**Problems to work on**
1 - Retype, word for word, everything in the forum thread about the filly Thumbelina from "Glenns Southern Rogue and" down to "Komokos Little Hussler).".
2 - Extend the forum thread introducing the filly Thumbelina, picking up right after its final line.

**Given text**
## Begin
# Introducing THUMBELINA



## WhiteTailsMinis (Jun 9, 2010)

*Okay - so you see now that we have a break in foaling - we're gonna bombard you with photos??!! LOL*

This is a tiny petite filly .......... who I think has the most amazing head ever! *A BONUS foal* - I posted earlier he stamps his babies the same no matter the mare.

Her dam "Vegas" is a black and white pinto sired by Hunt House Farms Rogues Native. Rogues Native is a smokey black champion stallion by Glenns Southern Rogue, a Golden Palomino.

Glenns Southern Rogue and Glenns General Patton are 1/2 brothers, both sharing NFCs Husslers Star as their sire (who's bred from Komokos Little Hussler).

This is THUMBELINA most appropriately named for her itty bitty dainty tiny little package and she is definitely a KEEPER!!!!!



























thanks for looking at our babies


----------



## WhiteTailsMinis (Jun 9, 2010)

Okay, again I had more photos than allowed but I just have to share this fabulous head with couple more pics LOL


----------



## RockRiverTiff (Jun 9, 2010)

She's fabulous! Just how small is she?


----------



## HGFarm (Jun 9, 2010)

Congrats on your nice filly!!


----------



## WhiteTailsMinis (Jun 9, 2010)

RockRiverTiff said:


> She's fabulous! Just how small is she?


Her canon measurement was just under 6 3/4"

we should measure her again now and see what we have LOL


----------



## little lady (Jun 9, 2010)

She is toooo precious for words!!!



Please, please bombard us with pics!


----------



## Carolyn R (Jun 9, 2010)

As with all your babies, they are beautiful. You may not get the "excitement and turmoil topic" award, but you do get the cuteness one, LOL.


----------



## Tab (Jun 9, 2010)

She is gorgeous! Congratulations!!!


----------



## WhiteTailsMinis (Jun 9, 2010)

Carolyn R said:


> As with all your babies, they are beautiful. You may not get the "excitement and turmoil topic" award, but you do get the cuteness one, LOL.
## End
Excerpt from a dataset
## Begin
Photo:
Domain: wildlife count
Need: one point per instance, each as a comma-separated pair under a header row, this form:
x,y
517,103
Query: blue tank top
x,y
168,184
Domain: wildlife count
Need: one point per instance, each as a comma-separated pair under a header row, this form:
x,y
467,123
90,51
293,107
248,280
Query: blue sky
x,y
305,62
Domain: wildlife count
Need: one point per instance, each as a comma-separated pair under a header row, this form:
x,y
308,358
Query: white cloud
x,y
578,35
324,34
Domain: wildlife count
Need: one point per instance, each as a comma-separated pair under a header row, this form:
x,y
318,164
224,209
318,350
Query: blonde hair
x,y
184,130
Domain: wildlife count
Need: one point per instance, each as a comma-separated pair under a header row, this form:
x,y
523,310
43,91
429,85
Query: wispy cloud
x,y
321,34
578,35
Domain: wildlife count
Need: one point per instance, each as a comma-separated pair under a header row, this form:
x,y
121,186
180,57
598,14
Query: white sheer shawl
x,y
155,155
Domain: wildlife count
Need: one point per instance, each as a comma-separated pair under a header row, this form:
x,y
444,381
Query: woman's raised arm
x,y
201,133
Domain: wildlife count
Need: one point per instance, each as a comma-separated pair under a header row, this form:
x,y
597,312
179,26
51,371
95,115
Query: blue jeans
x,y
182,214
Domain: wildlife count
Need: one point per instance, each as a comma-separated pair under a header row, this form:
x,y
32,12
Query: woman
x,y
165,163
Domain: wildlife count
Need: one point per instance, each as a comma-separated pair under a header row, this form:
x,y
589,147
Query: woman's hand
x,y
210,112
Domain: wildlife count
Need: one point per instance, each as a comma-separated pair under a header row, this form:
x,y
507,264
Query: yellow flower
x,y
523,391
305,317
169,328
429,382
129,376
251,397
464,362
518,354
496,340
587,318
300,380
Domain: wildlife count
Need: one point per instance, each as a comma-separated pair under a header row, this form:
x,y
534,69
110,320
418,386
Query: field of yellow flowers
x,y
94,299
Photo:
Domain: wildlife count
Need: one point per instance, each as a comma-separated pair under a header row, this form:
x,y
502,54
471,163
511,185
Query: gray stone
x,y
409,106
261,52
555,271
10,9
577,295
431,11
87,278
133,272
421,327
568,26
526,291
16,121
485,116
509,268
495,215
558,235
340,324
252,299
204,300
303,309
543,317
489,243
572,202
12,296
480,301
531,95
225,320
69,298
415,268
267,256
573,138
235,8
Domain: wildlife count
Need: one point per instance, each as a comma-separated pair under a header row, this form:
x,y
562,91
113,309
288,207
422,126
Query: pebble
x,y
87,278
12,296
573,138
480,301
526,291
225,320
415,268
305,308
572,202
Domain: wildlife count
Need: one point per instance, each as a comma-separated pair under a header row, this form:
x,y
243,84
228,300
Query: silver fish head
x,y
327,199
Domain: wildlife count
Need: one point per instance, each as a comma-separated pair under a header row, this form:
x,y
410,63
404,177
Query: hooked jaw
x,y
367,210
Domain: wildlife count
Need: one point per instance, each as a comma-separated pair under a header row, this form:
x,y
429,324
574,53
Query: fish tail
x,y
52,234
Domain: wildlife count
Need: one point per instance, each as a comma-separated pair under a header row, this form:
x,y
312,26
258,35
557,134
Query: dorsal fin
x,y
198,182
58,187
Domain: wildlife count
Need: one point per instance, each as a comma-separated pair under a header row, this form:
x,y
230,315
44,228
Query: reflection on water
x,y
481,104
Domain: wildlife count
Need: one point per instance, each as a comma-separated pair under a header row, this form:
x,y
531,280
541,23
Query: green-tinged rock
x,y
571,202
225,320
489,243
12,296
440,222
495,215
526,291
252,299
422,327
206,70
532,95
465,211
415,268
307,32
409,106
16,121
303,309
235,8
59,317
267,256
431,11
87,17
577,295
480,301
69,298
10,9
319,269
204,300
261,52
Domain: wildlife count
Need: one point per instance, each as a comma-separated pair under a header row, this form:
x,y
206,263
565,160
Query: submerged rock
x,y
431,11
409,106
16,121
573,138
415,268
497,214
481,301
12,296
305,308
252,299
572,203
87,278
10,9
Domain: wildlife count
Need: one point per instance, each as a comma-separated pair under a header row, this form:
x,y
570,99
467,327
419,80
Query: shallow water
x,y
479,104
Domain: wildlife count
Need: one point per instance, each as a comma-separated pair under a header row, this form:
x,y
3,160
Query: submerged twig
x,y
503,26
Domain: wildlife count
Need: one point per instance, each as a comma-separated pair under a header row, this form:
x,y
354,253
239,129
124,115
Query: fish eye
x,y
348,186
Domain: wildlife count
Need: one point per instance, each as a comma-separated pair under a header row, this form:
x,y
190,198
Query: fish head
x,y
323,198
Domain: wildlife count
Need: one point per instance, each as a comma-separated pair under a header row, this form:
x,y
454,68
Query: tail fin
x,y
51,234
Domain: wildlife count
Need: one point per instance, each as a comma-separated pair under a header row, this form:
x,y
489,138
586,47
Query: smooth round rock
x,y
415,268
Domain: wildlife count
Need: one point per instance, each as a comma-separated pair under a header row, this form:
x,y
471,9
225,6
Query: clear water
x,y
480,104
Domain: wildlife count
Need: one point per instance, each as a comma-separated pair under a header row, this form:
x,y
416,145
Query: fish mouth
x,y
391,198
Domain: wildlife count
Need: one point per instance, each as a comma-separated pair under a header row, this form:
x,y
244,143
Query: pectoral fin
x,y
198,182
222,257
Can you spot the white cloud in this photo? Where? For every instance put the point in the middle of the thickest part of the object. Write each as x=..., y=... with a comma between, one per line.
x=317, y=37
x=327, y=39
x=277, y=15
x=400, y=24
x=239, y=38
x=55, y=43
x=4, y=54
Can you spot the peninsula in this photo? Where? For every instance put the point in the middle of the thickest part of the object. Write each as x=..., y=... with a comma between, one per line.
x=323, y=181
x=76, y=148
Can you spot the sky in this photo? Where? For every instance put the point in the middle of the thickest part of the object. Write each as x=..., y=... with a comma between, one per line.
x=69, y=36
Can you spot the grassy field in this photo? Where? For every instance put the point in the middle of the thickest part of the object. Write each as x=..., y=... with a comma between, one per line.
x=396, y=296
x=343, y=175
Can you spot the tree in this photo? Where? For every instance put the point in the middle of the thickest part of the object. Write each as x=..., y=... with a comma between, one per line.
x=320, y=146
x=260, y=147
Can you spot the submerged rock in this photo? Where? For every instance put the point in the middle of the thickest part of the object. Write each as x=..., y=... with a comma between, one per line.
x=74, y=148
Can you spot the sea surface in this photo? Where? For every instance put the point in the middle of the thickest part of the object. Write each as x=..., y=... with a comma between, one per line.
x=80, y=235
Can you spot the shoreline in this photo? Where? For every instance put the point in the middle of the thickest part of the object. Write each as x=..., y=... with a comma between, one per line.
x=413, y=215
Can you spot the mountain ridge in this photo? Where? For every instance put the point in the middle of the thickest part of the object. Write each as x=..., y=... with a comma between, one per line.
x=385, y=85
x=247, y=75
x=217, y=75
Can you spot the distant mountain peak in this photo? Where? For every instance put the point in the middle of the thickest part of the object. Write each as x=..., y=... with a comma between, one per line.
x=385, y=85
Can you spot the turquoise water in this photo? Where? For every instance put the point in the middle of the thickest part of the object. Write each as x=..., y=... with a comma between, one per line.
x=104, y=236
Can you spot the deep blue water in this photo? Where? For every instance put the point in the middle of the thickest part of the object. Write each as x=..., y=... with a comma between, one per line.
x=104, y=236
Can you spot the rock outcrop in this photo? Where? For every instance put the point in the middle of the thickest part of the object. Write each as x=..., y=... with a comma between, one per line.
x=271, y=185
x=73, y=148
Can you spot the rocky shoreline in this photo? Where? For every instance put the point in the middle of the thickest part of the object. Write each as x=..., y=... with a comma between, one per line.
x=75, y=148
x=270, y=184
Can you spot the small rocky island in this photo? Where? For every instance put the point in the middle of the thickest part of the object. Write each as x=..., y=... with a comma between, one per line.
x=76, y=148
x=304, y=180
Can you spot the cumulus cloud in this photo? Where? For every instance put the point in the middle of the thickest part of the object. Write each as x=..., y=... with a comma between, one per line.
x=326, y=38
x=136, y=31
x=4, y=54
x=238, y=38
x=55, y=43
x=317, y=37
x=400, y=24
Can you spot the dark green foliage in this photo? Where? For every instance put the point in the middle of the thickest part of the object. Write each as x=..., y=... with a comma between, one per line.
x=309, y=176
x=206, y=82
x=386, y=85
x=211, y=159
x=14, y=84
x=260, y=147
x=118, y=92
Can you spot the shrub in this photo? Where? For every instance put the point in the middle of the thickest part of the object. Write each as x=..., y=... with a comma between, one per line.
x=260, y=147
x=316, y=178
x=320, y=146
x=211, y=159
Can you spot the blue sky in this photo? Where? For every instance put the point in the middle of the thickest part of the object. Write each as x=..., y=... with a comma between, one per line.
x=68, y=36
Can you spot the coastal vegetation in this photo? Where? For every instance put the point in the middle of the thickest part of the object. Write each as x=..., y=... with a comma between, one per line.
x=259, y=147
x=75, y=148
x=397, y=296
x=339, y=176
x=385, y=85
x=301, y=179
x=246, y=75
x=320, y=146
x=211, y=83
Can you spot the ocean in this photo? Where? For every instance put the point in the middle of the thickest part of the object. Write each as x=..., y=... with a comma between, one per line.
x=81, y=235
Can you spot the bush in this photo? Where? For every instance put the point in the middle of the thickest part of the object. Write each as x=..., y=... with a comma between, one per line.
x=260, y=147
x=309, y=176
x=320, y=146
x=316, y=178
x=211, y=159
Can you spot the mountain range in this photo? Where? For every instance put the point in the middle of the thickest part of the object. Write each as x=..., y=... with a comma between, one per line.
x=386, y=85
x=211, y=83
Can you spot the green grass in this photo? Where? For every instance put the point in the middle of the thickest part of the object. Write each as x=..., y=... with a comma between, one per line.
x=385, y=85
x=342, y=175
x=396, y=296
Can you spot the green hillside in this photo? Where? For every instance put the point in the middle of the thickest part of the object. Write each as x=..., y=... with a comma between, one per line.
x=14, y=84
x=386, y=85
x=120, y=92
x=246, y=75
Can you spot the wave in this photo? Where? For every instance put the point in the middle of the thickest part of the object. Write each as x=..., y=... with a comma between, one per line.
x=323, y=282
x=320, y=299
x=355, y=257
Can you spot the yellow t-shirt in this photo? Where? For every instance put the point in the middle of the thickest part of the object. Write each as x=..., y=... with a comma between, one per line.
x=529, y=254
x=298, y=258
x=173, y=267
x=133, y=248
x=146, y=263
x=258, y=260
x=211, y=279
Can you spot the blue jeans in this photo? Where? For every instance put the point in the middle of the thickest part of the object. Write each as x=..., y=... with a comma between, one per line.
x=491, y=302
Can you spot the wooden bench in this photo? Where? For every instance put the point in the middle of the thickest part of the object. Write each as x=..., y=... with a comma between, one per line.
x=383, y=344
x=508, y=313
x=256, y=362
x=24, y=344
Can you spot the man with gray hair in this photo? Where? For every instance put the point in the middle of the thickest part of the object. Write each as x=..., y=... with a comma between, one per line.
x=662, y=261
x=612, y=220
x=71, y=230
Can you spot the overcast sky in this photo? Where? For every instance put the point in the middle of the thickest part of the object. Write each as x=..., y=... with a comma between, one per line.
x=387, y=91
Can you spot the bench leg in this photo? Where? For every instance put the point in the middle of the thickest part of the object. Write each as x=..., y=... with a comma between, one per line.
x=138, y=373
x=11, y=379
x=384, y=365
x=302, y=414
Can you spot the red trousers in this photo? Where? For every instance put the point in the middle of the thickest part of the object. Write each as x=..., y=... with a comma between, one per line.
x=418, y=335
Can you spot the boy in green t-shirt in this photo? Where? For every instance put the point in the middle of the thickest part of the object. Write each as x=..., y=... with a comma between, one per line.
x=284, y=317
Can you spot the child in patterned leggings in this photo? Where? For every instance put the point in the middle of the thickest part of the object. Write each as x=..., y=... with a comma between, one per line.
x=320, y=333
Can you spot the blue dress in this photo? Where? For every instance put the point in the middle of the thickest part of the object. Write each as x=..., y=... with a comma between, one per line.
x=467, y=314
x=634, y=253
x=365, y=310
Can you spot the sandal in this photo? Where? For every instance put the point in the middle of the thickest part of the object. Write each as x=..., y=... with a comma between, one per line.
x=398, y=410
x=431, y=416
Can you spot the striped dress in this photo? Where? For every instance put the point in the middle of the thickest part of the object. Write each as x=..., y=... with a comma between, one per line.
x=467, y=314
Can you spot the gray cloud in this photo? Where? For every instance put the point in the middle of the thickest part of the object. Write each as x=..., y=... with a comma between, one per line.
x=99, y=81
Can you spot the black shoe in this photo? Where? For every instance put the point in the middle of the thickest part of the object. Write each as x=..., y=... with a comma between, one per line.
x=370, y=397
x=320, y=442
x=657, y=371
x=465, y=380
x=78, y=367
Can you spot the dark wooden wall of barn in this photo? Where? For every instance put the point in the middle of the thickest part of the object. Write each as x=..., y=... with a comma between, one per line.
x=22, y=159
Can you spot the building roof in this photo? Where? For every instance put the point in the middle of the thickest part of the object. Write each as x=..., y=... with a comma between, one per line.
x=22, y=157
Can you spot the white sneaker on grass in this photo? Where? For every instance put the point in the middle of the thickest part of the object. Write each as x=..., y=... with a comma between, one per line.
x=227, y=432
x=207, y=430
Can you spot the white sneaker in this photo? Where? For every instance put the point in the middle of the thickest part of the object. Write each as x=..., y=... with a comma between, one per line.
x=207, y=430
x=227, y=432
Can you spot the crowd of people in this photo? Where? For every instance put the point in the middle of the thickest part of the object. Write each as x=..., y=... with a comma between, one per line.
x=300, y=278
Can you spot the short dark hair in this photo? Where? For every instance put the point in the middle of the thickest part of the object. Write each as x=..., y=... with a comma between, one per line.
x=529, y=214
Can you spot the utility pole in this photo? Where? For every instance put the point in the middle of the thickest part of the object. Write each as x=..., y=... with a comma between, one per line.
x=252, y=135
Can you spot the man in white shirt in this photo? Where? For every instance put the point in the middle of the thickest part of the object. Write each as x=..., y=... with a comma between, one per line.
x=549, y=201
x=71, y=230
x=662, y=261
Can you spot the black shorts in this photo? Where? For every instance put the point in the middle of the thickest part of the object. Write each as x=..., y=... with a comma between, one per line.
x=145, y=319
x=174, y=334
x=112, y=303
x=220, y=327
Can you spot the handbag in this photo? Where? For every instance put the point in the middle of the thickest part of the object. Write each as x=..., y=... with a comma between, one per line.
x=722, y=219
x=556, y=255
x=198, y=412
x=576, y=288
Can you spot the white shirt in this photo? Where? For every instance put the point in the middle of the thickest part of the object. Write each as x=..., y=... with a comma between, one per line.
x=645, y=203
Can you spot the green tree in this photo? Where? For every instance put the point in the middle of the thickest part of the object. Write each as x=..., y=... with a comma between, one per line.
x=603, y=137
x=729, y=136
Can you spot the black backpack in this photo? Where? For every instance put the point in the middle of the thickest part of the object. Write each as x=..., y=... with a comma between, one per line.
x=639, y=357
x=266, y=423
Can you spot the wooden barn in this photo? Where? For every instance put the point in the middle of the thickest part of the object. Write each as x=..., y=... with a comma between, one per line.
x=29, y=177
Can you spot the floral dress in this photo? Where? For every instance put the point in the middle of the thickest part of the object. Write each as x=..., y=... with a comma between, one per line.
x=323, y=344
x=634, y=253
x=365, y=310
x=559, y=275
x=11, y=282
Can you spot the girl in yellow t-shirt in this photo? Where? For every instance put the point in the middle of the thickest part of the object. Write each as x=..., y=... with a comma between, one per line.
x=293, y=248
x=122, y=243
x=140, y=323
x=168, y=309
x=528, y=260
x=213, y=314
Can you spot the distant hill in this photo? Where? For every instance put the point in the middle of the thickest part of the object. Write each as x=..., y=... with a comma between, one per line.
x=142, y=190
## End
**Answer list**
1 -
Glenns Southern Rogue and Glenns General Patton are 1/2 brothers, both sharing NFCs Husslers Star as their sire (who's bred from Komokos Little Hussler).

2 -
LMAO - - right Carolyn! Those topics you describe always get locked just when I'm enjoying them so much! ha

Thanks everyone - appreciate the nice comments as always. We think we have a pretty nice foal crop this year and two stallions firsts so we're tickled to see what they presented. I guess we'll keep them huh? LOL

Nice to get others opinions too so we're not just biased because they are ours. LOL


----------



## Maple Hollow Farm (Jun 9, 2010)

She is gorgeous, I love her big Doe eyes!!!! She looks like she has plenty of attitude as well!


----------



## AnnaC (Jun 9, 2010)

Oh my! Oh my! She is just Cute with a capital C!!





Anna


----------



## Allure Ranch (Jun 9, 2010)

_She's a PRETTY filly.... and I love her name_


----------



## WhiteTailsMinis (Jun 9, 2010)

Allure Ranch said:


> _She's a PRETTY filly.... and I love her name_



LOL thanks - that's our barn name of course - first thing that came to mind when she first entered this big old world in her little package. Not sure that would be too fitting as an adult LOL So we're working on the official name ....


----------



## wrs (Jun 9, 2010)

Another very nice foal.


----------



## yankee_minis (Jun 10, 2010)

Very nice!


----------



## barnbum (Jun 10, 2010)

Oh my heart..... I so want to snuggle her.


----------



## Tony (Jun 11, 2010)

She really is beautiful. Congratulations.


----------



## Maxi'sMinis (Jun 15, 2010)

Oh what a precious baby, I love her head to Marlene.



Did I see her when I was there Saturday? There were so many beautiful babies I didn't know which way to look, lol.


----------



## ThreeCFarm (Jun 15, 2010)

Oh my...gorgeous head and I LOVE her eyes... VERY VERY nice filly!


----------



## bannerminis (Jun 15, 2010)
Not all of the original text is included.